__GIVEN TASK A__. In the rows, could you begin at the line that has "written like <point>216,148</point>.", stop after the line that has "<point>527,280</point>", and write those lines out again with "white" switched to "ivory" and everything else unchanged?

__TEXT SEGMENT__.
========================

George James Howard, 9th Earl of Carlisle (12 August 184316 April 1911), known as George Howard until 1889, was an English aristocrat, peer, politician, and painter. He was the last Earl of Carlisle to own Castle Howard.

Early life
Howard was born in London, England on 12 August 1843. He was the only son of Hon. Charles Howard and the Hon. Mary Parke, who died fourteen days after his birth.

His father was the fifth son of George Howard, 6th Earl of Carlisle and his maternal grandfather was James Parke, 1st Baron Wensleydale. Among his father's family were uncles George Howard, 7th Earl of Carlisle and William George Howard, 8th Earl of Carlisle, who served as the Rector of Londesborough, both of whom died unmarried and without legitimate issue.

He was educated at Eton and Trinity College, Cambridge, where he joined the Cambridge Apostles in 1864. After graduating from Cambridge he studied at Heatherley School of Fine Art in London.

Career

Howard's art teachers were Alphonse Legros and Giovanni Costa, and he belonged to the 'Etruscan School' of painters. He married Rosalind Frances Stanley in 1864, but did not share her campaigning interests, although he supported temperance. He was a friend of, and a patron to, a number of the artists of the Pre-Raphaelite Brotherhood, being particularly close to Edward Burne-Jones.

The Howards lived in London in Kensington, in a house at 1 Palace Green, built for them by Arts and Crafts architect Philip Webb in 1870, and at Naworth Castle. Among their visitors at Naworth were Robert Browning, William Ewart Gladstone, Lewis Carroll, Alfred, Lord Tennyson and many others. William Morris was an intimate friend, and his wallpapers were used in Kensington, at Naworth Castle and at Castle Howard when George inherited it. 
With Morris and Webb he was one of the founding members of the Society for the Protection of Ancient Buildings.

========================

__INPUT ROWS__.

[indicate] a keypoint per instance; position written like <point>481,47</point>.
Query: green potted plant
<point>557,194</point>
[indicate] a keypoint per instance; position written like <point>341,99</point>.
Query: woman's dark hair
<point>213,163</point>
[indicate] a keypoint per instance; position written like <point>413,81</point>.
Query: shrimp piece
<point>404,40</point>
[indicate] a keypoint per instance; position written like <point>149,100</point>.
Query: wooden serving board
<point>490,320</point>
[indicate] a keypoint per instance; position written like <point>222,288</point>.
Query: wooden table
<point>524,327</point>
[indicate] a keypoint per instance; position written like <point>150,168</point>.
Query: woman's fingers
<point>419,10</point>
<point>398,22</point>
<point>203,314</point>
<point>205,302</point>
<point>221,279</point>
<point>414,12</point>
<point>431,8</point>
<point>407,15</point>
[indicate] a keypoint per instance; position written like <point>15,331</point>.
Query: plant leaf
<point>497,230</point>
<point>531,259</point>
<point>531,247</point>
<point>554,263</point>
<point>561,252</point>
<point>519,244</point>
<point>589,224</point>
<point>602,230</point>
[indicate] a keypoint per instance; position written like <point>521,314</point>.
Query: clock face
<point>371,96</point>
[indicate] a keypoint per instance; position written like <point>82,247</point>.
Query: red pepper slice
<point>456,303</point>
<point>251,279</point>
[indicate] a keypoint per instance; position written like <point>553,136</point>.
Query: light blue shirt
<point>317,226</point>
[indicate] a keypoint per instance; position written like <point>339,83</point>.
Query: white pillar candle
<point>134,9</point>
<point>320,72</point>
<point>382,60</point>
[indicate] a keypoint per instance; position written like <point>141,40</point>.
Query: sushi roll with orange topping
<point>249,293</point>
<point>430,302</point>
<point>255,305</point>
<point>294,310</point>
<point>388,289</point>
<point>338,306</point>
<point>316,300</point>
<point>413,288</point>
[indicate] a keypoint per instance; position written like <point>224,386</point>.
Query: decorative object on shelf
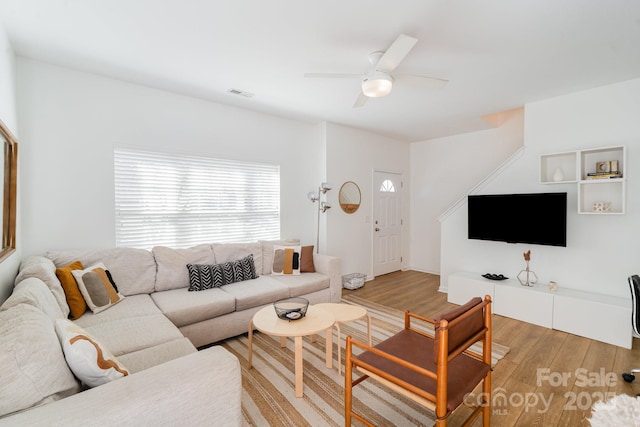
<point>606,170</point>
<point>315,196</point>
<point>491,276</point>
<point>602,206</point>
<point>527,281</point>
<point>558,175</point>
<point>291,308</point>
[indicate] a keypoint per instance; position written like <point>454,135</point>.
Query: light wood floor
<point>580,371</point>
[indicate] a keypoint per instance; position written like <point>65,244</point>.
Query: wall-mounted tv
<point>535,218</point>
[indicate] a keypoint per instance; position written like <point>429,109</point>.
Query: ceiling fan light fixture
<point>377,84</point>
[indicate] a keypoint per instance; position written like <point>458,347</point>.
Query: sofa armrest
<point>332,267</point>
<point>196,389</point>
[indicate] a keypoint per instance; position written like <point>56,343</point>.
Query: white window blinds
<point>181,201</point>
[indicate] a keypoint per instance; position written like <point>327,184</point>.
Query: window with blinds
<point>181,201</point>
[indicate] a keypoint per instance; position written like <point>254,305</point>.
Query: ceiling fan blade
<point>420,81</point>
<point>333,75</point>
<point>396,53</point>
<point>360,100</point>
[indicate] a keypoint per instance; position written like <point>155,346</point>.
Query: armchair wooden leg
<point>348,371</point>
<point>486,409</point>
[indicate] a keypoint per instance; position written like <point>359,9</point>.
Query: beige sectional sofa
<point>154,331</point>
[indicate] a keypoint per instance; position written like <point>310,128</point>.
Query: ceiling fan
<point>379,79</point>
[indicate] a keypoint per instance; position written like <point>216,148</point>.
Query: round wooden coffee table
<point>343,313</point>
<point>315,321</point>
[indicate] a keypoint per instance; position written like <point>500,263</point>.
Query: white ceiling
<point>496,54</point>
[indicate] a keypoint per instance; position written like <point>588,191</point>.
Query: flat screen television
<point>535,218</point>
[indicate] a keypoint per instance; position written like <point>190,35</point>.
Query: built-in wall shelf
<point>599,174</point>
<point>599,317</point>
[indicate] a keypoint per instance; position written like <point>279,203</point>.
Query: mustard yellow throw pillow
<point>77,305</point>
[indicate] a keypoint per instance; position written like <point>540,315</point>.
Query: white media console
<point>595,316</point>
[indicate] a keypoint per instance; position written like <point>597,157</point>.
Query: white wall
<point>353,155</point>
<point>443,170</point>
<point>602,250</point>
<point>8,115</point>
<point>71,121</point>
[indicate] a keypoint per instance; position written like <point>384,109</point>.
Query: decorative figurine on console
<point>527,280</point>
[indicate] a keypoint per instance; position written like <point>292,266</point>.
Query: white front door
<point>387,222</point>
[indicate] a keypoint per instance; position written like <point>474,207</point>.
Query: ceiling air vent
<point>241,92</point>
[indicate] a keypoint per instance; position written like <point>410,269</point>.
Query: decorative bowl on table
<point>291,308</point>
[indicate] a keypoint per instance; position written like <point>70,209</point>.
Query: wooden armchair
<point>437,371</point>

========================

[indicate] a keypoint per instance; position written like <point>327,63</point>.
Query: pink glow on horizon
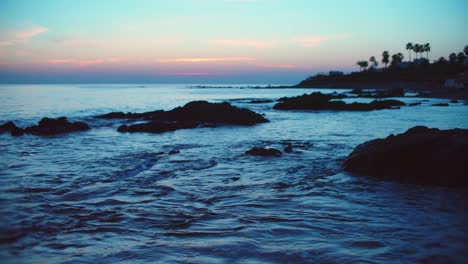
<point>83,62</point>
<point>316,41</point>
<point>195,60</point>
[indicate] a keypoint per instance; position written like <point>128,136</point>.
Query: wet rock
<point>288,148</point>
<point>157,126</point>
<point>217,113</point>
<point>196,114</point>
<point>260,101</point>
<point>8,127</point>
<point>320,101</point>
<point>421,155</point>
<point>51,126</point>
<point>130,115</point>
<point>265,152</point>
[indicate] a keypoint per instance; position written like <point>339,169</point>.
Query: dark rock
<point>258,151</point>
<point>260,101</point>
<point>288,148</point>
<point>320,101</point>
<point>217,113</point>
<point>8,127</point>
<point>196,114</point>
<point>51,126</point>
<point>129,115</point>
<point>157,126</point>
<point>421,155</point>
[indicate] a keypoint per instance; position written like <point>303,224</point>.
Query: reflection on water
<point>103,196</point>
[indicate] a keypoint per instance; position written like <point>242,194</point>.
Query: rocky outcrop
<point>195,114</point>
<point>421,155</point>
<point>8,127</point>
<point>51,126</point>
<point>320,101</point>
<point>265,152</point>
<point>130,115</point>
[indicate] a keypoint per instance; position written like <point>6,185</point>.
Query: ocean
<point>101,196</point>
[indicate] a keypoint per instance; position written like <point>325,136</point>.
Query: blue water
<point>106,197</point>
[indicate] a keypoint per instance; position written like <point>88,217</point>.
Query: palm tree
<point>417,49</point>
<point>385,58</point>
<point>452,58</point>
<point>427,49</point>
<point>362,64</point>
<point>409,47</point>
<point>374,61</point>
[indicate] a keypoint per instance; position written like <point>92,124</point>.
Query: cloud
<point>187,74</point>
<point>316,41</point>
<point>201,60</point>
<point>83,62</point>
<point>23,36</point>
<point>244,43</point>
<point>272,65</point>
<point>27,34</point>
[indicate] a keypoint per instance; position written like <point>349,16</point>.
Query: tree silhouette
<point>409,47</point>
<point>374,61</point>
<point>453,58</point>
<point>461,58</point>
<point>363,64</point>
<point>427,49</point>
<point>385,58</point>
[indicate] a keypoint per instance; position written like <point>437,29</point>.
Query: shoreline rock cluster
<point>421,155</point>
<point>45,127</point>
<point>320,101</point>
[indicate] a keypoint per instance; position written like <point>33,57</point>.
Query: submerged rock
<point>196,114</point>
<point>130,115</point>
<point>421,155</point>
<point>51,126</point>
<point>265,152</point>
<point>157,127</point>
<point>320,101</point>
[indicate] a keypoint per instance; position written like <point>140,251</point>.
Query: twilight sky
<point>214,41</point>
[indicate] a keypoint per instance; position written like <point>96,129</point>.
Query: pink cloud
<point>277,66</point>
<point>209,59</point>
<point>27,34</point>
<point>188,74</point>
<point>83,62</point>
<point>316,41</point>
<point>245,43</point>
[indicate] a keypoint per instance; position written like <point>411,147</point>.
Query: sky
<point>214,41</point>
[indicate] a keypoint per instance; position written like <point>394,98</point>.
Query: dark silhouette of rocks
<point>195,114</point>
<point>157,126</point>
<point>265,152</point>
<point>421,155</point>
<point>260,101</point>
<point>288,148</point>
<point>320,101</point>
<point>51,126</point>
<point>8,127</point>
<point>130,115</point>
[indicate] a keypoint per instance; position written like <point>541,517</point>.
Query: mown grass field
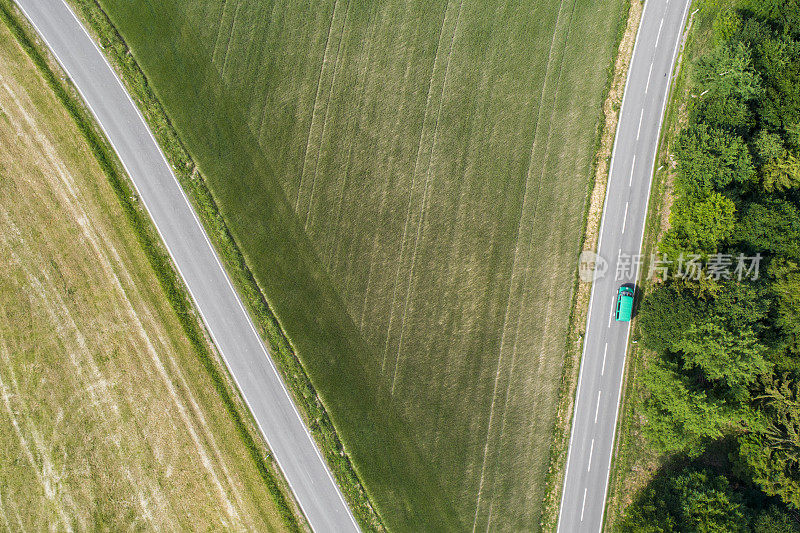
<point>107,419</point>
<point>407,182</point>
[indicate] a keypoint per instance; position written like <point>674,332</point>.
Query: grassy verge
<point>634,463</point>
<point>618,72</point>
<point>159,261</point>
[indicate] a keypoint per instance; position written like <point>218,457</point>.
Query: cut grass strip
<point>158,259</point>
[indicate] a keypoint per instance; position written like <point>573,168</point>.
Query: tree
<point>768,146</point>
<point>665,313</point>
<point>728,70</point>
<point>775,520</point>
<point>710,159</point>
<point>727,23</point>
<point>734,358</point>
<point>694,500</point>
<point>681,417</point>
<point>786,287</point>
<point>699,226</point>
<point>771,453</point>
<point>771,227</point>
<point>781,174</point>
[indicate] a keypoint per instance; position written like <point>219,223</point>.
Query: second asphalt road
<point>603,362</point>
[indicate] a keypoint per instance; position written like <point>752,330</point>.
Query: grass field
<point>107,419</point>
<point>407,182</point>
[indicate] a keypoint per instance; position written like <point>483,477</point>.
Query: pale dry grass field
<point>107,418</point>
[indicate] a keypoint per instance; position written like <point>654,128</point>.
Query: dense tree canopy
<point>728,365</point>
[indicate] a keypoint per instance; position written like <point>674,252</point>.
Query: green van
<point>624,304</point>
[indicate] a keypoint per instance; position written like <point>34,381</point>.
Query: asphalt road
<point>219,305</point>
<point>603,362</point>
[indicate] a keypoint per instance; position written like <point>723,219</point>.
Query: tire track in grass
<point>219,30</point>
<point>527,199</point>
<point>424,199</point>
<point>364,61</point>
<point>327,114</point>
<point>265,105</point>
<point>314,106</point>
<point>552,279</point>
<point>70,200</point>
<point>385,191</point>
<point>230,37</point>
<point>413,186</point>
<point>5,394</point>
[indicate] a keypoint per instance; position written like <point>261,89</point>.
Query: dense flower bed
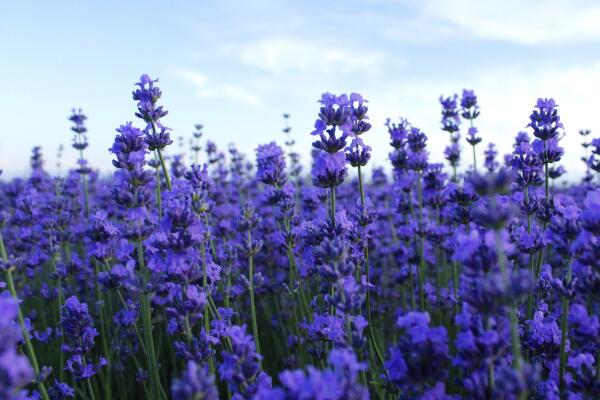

========================

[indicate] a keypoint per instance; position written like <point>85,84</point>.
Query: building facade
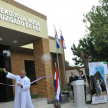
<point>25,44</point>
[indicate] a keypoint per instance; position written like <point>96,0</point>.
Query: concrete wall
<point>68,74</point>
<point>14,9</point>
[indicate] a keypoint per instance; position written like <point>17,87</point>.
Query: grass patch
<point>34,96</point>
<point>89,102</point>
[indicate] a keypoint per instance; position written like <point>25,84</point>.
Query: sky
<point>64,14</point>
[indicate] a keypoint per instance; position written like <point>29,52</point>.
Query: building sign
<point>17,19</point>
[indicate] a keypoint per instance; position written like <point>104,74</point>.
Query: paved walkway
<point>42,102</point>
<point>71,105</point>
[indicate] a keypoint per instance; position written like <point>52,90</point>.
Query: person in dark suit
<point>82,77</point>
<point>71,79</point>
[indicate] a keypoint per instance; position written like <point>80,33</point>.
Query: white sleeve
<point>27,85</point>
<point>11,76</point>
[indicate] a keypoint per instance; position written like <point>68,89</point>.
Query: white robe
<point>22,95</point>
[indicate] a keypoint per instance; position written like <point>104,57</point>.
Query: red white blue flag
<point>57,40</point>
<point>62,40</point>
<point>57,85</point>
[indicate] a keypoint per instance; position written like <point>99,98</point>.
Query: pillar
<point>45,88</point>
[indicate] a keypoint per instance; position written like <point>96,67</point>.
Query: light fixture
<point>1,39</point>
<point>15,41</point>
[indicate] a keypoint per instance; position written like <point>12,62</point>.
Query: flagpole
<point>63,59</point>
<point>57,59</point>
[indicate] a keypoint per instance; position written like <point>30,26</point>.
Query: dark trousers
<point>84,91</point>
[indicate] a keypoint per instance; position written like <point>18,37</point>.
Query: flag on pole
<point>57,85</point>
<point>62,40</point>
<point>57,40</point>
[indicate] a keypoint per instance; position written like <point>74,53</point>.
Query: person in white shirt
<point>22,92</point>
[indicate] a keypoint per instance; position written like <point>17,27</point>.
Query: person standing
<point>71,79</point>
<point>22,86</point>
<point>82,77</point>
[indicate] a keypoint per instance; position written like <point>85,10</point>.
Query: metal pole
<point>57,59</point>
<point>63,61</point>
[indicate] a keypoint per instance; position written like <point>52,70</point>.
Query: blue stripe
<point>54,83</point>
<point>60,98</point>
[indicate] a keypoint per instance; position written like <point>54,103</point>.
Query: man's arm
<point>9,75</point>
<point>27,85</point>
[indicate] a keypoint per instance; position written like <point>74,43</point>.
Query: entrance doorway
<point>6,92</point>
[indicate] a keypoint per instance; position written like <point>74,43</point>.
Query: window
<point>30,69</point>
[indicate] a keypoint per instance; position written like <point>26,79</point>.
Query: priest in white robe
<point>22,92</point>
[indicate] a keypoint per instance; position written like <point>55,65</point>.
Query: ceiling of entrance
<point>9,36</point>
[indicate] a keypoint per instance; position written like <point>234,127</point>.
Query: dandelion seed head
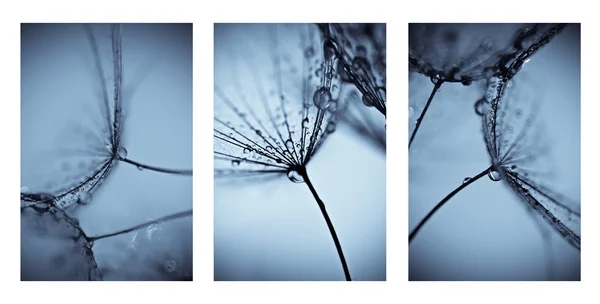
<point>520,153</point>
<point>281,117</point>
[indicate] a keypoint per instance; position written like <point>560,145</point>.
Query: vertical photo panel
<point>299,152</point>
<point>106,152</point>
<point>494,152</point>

========================

__GIVEN TASK B__. Does the Earl of Carlisle passage agree with each of these statements? (i) Howard joined the Cambridge Apostles in 1864. (ii) The house at 1 Palace Green was built for the Howards by William Morris. (iii) Howard shared his wife's campaigning interests.

__FULL OUTPUT A__.
[indicate] a keypoint per instance; position written like <point>216,148</point>.
Query: round wooden coffee table
<point>343,313</point>
<point>315,321</point>
[indicate] a keypoint per instance; position written like <point>500,263</point>.
Query: ivory ceiling
<point>496,54</point>
[indicate] a keypoint per instance; position written like <point>588,191</point>.
Query: flat screen television
<point>535,218</point>
[indicate] a keypoint per instance; position written like <point>190,35</point>.
Query: built-in wall shelf
<point>599,174</point>
<point>599,317</point>
[indicate] a keypoint per instance; position written like <point>279,203</point>.
Query: mustard yellow throw pillow
<point>77,305</point>
[indicate] a keypoint per instance; position written like <point>540,315</point>.
Query: ivory media console
<point>595,316</point>
[indicate] a keypoint per instance; position written like <point>597,157</point>.
Query: ivory wall
<point>353,155</point>
<point>443,170</point>
<point>602,250</point>
<point>8,115</point>
<point>71,121</point>
[indicate] a keypoint per instance; position written like <point>384,109</point>.
Query: decorative figurine on console
<point>527,280</point>

__FULL OUTPUT B__.
(i) Yes: "where he joined the Cambridge Apostles in 1864"
(ii) No: "built for them by Arts and Crafts architect Philip Webb in 1870"
(iii) No: "but did not share her campaigning interests"